DIRECTIONS:
Can you copy out, word for word, the stretch of the listing below from the line containing "Thanks for the photo. Could you please mark the floodlight" through the end of the listing?

INPUT DATA:
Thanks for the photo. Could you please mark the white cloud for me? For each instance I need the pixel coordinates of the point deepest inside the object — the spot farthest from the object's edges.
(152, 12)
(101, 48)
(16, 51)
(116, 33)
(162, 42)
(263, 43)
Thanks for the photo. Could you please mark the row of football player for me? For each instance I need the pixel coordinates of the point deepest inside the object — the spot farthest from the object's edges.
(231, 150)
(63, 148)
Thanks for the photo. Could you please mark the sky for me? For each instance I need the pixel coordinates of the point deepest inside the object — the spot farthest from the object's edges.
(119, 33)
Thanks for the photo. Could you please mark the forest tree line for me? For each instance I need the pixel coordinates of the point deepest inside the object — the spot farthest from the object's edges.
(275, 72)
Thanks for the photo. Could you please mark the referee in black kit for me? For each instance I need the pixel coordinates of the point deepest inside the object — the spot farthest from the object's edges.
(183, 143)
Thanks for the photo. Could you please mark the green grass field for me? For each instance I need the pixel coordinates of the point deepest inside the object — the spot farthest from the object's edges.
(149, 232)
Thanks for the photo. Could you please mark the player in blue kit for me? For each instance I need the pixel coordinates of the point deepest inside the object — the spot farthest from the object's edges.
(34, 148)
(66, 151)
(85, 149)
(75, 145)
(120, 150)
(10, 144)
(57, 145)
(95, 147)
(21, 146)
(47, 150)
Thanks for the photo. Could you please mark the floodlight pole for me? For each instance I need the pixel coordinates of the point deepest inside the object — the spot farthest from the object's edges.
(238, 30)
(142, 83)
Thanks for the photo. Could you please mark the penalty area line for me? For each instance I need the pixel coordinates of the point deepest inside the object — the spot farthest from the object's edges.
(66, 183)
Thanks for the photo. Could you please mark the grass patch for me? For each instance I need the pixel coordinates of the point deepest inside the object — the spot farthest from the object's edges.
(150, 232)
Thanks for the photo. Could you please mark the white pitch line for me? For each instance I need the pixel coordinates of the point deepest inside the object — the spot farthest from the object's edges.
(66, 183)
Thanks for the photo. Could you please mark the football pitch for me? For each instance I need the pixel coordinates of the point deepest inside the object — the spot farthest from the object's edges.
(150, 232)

ANSWER BELOW:
Thanks for the photo. Could you please mark the floodlight pole for me? For each instance I need the pixel coordinates of the point deepest inside the object — the spot farthest from the object's edges.
(238, 30)
(142, 83)
Thanks for the photo. Could you please mark the penalty area line for me? For each instance I need the pixel coordinates of the point deepest inside the object — the spot farthest from the object's edges.
(66, 183)
Thanks for the photo. Could you please mark the grass patch for me? For each instance I need the pixel coordinates of the point deepest inside the object — the spot farthest from the object's edges.
(150, 232)
Thanks for the photo. Could you please mark the white pitch line for me? For each instance I need the pixel coordinates of the point deepest inside the object — the spot farthest from the object's edges.
(66, 183)
Thanks for the photo. Could you please mark the football pitch for me? For each instance I need the pixel coordinates of the point deepest inside the object — the spot farthest from the object's edges.
(150, 232)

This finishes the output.